# Aim
Can you copy the rows from the start through the line holding "column 320, row 778", inclusive, replacing "dark awning" with "black awning" and keeping everything else the same? Leave the pictures out of your answer.

# Data excerpts
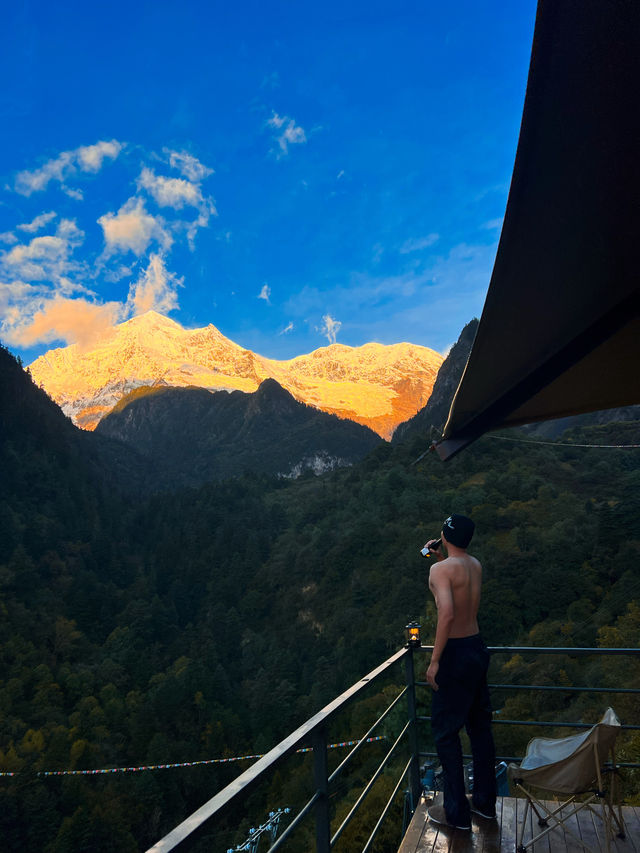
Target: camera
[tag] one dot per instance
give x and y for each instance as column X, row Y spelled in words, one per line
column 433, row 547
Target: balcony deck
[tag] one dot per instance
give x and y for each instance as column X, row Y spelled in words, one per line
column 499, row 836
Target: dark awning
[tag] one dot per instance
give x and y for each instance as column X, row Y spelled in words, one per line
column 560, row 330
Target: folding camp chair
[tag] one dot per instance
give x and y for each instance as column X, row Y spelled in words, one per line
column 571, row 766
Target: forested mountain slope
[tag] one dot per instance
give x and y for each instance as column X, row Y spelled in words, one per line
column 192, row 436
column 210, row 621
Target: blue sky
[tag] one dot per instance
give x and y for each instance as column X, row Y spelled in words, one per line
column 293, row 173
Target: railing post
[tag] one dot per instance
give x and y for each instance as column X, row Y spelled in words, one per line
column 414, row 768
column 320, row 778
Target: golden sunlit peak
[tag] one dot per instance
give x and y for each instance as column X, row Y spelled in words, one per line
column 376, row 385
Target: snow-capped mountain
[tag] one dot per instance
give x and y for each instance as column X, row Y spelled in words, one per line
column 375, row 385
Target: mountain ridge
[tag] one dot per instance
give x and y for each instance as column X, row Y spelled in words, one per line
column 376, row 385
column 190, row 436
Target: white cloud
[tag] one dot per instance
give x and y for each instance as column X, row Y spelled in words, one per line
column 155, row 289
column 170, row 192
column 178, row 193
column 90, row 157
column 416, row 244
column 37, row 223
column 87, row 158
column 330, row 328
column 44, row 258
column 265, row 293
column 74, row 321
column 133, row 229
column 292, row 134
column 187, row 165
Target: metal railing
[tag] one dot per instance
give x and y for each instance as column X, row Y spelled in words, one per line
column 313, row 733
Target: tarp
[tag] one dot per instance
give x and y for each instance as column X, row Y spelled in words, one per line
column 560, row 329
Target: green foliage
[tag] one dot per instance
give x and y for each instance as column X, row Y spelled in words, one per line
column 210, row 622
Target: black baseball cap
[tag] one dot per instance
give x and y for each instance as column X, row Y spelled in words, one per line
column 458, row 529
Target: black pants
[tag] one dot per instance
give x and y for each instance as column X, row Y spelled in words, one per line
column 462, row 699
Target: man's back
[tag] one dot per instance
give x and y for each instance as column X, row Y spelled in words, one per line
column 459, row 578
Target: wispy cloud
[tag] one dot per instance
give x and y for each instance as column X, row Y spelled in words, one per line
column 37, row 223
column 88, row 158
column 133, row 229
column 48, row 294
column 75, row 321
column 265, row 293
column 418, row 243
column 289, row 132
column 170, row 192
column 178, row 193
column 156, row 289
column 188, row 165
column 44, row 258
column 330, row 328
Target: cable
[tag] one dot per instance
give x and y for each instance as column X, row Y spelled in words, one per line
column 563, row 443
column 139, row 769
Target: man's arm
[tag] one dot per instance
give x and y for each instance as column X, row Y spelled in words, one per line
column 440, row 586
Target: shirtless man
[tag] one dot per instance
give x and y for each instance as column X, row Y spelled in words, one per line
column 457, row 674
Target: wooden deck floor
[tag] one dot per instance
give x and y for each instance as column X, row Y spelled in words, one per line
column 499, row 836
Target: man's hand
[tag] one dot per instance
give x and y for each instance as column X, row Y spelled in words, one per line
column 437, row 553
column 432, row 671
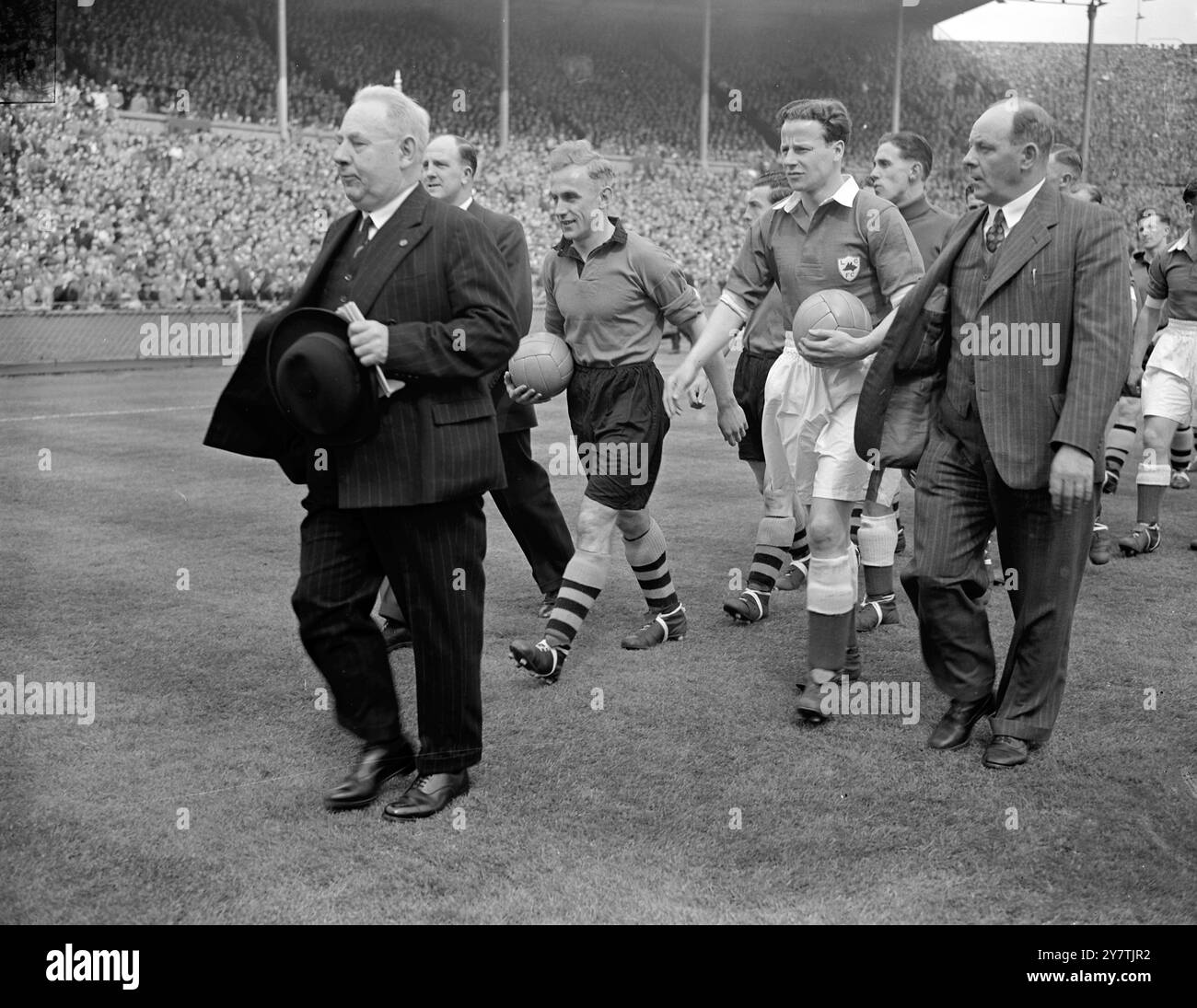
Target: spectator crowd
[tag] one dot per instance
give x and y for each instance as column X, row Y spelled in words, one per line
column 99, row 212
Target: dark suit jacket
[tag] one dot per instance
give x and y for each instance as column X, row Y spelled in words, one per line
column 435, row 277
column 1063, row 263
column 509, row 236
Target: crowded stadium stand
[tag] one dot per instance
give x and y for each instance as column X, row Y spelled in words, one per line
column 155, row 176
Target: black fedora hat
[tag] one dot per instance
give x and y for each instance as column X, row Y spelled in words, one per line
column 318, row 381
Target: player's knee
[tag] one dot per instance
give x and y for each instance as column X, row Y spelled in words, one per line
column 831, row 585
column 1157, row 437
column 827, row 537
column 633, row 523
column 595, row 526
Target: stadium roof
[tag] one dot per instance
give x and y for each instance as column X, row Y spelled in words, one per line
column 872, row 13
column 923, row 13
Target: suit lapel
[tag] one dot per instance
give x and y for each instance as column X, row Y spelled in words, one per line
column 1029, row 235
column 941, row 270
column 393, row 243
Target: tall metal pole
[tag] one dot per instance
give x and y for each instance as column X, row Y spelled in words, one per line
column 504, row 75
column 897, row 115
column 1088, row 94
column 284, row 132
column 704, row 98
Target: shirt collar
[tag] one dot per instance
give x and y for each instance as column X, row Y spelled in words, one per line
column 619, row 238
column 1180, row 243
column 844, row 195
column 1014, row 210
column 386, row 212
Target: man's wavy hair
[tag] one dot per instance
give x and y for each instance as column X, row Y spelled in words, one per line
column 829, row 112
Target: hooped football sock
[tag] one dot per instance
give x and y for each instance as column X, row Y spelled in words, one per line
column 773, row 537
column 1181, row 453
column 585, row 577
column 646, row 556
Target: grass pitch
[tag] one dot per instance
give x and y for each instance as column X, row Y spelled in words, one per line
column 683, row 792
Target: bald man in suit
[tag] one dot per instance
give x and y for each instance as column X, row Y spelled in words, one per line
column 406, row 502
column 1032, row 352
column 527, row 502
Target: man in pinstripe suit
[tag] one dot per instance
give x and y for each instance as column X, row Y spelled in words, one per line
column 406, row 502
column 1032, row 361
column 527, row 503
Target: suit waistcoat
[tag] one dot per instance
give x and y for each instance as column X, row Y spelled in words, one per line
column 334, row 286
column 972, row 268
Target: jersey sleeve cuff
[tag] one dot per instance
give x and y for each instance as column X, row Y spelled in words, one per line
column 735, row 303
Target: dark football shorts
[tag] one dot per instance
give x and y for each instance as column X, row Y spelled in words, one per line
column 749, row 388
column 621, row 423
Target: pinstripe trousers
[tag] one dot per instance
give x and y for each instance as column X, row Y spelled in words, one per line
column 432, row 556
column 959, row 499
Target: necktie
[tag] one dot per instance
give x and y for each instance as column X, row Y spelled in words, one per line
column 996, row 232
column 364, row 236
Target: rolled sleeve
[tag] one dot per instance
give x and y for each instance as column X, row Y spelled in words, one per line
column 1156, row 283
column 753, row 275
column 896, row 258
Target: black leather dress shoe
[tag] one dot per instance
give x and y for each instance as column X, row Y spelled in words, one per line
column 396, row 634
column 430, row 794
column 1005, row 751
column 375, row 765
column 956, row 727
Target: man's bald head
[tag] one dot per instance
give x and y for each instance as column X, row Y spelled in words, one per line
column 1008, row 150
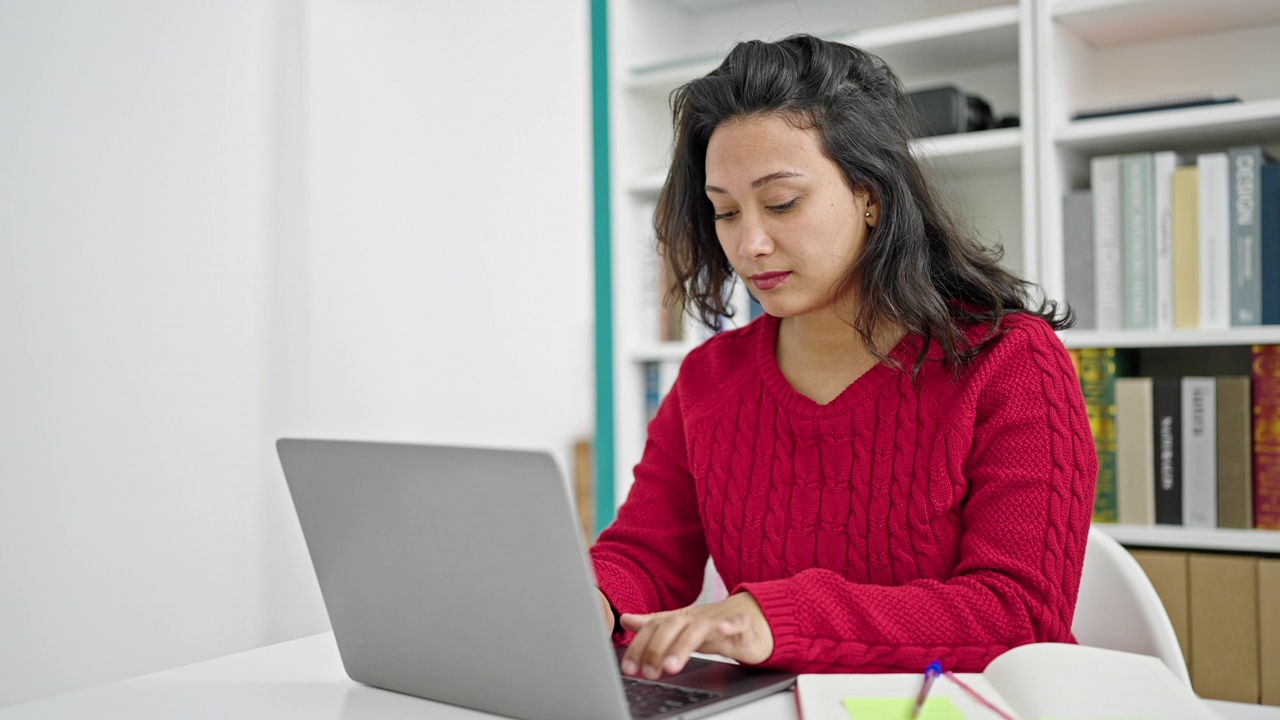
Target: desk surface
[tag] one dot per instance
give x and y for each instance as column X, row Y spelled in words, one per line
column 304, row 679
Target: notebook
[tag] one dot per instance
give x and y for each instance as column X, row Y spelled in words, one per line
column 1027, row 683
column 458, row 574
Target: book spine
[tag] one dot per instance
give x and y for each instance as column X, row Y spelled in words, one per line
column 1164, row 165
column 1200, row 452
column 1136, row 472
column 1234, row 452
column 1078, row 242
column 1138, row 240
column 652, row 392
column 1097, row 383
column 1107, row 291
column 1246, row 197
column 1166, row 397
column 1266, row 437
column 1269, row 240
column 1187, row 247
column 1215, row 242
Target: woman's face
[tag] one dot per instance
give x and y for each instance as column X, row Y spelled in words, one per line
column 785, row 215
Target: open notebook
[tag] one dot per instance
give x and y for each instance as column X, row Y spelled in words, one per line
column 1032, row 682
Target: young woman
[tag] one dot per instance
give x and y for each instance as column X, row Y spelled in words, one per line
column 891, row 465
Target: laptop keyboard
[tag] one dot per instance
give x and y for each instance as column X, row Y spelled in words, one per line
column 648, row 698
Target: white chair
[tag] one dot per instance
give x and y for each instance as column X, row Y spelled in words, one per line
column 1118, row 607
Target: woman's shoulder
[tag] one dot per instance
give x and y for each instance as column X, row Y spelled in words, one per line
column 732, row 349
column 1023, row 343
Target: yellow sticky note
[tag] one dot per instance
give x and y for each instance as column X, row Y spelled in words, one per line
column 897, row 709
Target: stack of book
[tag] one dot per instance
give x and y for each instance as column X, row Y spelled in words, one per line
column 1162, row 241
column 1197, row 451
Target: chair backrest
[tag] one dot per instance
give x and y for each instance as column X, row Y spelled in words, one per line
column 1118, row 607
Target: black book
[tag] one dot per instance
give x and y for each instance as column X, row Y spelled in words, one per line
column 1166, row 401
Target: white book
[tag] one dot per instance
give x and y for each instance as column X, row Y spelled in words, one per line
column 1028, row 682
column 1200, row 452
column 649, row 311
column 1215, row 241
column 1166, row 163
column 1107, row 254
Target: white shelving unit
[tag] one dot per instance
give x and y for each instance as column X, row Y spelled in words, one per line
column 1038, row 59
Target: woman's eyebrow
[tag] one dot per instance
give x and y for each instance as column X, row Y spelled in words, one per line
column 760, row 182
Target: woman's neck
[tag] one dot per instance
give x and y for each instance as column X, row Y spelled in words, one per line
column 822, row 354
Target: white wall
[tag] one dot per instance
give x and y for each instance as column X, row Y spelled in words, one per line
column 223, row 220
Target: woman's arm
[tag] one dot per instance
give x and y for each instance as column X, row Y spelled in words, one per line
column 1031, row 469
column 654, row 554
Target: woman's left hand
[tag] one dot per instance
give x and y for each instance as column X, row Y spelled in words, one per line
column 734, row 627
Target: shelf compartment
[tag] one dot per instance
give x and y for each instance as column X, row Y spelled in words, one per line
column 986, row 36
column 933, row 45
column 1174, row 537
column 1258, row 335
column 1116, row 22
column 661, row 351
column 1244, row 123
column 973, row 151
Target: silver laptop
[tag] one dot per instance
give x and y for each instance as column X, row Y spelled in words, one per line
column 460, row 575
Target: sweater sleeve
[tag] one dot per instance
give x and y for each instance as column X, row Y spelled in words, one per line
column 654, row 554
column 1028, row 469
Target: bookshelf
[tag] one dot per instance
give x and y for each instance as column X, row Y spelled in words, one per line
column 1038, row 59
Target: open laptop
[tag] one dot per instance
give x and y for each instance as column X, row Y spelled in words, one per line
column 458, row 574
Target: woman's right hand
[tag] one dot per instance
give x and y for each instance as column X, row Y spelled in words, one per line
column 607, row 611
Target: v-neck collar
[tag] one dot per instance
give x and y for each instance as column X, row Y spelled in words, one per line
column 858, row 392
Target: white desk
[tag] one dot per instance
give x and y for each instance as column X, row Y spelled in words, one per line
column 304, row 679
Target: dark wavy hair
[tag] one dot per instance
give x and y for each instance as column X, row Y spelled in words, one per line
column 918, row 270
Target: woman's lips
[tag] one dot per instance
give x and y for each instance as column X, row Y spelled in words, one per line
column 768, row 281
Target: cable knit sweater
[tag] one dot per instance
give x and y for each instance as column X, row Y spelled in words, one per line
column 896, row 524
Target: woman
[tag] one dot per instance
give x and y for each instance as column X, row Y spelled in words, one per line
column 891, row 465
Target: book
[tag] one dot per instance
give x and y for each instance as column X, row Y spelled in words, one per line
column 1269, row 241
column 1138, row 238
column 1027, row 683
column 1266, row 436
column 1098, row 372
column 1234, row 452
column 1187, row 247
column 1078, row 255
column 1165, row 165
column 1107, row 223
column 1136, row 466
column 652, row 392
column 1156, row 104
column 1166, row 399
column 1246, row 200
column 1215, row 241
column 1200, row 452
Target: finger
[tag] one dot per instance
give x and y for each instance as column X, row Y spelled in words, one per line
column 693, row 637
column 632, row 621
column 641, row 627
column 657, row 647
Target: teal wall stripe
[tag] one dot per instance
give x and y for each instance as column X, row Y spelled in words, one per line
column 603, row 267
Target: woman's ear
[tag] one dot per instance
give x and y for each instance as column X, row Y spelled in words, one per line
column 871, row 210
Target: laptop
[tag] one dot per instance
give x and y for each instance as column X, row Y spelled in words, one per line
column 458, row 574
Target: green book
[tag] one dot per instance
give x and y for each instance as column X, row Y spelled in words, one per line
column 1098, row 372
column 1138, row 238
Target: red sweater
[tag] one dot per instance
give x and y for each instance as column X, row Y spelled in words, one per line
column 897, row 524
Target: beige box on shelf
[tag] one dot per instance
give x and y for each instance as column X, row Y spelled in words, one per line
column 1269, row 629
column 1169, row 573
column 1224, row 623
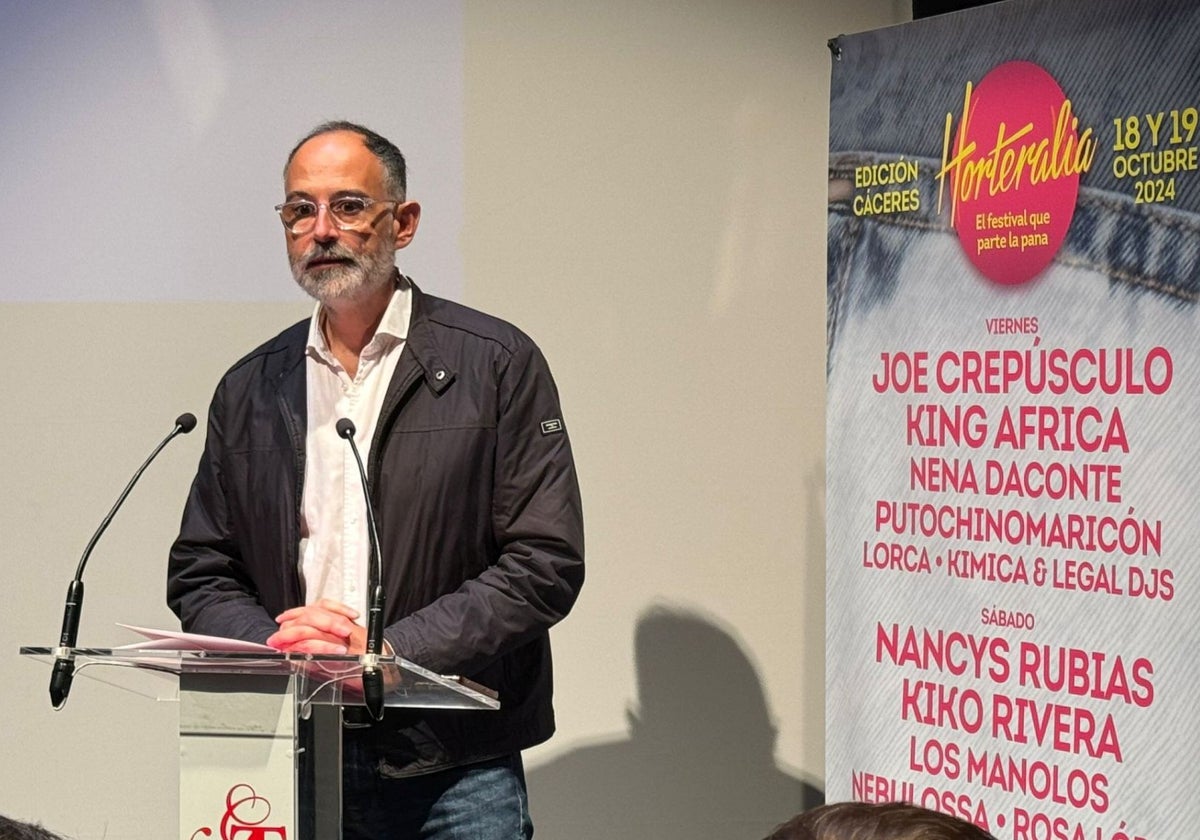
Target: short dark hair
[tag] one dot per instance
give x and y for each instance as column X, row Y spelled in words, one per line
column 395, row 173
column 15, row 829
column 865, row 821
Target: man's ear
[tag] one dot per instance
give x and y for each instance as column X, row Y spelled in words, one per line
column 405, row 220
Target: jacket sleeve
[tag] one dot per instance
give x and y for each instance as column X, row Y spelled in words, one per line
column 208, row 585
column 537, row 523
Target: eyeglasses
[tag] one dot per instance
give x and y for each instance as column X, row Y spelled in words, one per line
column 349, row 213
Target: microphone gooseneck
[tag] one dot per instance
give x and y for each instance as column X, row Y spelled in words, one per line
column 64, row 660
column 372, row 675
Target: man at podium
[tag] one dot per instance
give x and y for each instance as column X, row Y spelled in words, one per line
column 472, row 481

# Task solution
Target: camera
[tag] one dot per instance
give x and y for each instance as column X, row Y spelled in words, one per line
column 433, row 547
Target: balcony deck
[tag] one dot per instance
give x and y for each instance as column X, row Y spelled in words, one per line
column 499, row 836
Target: black awning
[tag] one dot per instance
give x and y for each instance as column X, row Y spelled in words, one per line
column 560, row 330
Target: folding camp chair
[tag] one dot per instance
give x and y for each instance as column X, row Y spelled in words, one per line
column 571, row 766
Target: forested mountain slope
[tag] one dot per instance
give x and y for each instance as column X, row Y spelled in words, one per line
column 192, row 436
column 210, row 621
Target: blue sky
[tag] one dot per instance
give x and y for each instance as column X, row Y spelled in words, one per line
column 293, row 173
Target: railing post
[tag] one dot per instance
give x and y for each instance as column X, row Y spelled in words, one per line
column 414, row 768
column 320, row 778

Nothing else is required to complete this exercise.